What is asked: Which lines in the records below contain the word "hair"? Copy each of those lines.

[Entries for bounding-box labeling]
"""

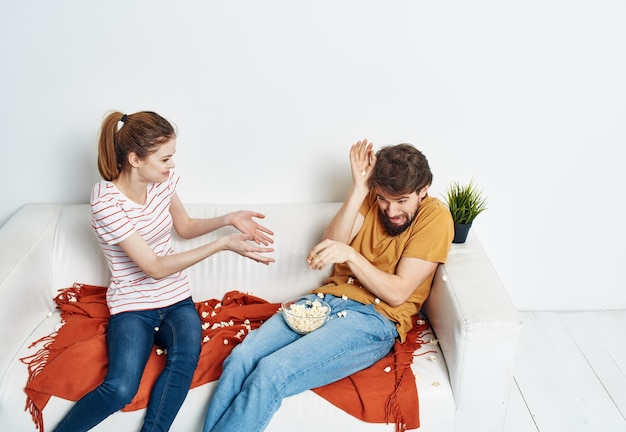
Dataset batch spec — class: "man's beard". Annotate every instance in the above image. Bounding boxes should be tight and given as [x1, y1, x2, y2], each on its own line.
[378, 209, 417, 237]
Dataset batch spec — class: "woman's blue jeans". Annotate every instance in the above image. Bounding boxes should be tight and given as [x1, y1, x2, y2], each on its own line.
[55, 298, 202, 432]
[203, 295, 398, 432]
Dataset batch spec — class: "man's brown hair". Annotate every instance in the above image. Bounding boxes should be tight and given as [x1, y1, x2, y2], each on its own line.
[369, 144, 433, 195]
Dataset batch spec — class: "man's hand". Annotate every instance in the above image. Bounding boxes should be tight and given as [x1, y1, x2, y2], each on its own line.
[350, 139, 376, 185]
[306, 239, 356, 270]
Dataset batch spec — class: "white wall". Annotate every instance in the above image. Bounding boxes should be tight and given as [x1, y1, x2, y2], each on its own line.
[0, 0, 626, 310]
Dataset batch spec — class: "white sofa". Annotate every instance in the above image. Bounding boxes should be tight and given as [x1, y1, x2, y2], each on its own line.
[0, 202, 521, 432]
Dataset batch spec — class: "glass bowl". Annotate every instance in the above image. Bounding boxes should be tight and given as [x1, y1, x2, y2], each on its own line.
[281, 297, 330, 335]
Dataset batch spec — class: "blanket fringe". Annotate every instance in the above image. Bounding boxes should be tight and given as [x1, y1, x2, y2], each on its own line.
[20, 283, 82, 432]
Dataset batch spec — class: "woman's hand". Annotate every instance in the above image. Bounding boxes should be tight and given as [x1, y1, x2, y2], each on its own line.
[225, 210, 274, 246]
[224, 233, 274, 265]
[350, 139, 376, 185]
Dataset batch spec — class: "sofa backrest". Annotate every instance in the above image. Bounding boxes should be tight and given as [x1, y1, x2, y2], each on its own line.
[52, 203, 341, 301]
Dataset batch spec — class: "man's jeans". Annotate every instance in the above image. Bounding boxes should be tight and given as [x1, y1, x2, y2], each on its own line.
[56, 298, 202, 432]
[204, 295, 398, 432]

"""
"""

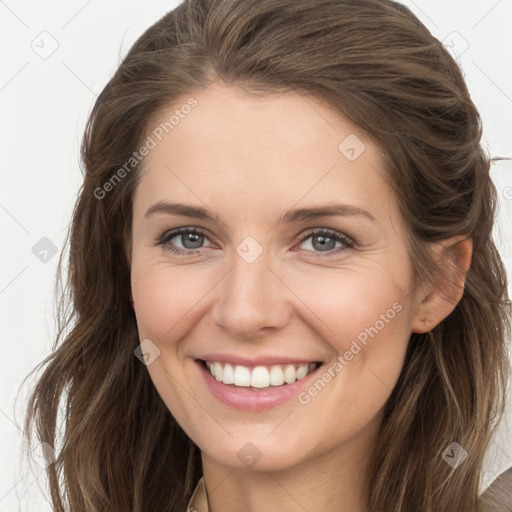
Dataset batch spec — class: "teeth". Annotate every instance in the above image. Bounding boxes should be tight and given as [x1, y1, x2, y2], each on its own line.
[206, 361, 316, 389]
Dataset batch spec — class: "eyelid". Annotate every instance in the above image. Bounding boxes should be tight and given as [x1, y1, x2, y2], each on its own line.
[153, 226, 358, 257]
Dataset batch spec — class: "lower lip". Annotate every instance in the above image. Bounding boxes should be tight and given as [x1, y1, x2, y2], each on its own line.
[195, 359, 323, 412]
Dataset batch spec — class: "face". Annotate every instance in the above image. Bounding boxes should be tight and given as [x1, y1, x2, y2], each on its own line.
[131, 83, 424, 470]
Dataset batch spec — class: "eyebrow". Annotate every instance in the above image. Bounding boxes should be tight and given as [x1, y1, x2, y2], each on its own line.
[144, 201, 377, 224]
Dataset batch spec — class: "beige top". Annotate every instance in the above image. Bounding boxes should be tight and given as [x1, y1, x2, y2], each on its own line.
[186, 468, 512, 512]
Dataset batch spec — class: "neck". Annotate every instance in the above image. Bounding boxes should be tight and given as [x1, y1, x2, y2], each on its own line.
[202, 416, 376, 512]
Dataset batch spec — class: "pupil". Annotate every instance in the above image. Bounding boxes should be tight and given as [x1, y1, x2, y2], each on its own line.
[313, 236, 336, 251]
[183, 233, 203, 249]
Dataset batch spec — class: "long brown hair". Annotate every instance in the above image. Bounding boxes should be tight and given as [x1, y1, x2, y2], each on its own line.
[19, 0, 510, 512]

"""

Response to this exercise:
Dataset batch spec — class: "man's brown hair". Annotate every instance in the above image. Bounding boxes should be tight and given as [x1, y1, x2, y2], each on its own line.
Dataset batch spec — class: "long brown hair". Annotate every instance in the above image. Bounding boxes should be tight and given as [x1, y1, x2, y2], each on its own line.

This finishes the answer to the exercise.